=== Set exercise ===
Produce an exact copy of the lines from the line containing "of the blurred" through the last line of the entries below, and only those lines.

=== Data in this exercise ===
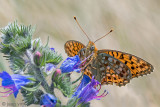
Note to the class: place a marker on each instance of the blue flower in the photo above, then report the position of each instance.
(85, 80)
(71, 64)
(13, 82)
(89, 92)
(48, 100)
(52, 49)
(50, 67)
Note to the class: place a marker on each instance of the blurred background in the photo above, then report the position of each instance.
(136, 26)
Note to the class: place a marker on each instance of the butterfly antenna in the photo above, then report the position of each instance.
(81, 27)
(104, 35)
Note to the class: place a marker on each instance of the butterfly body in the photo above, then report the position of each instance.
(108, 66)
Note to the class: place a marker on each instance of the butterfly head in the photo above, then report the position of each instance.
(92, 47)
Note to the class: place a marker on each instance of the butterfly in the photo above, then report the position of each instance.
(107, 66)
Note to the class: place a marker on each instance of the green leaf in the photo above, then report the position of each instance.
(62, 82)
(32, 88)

=== Exercise result ===
Note to the class: place a marker on each instance of the blurred background in the photo above, then report the position of each instance.
(136, 26)
Note to the class: place a marker on each instance of the butterfly antenna in the photo above, then report the position of each instance.
(81, 27)
(104, 35)
Note to the class: place a marker on each instance of the butterfly body in the photo above, then report the position of each instance.
(108, 66)
Note to the class: place a marker on each instance of the butterfly head in the photo above, then report the position of each instance.
(92, 47)
Note to the class: place a marker on each instance of the butterfly in the photo above, then report the position of each instance.
(107, 66)
Note to the class: place a marker on each instance of the green leaf in the photo above, then report the position of each instance.
(62, 82)
(32, 88)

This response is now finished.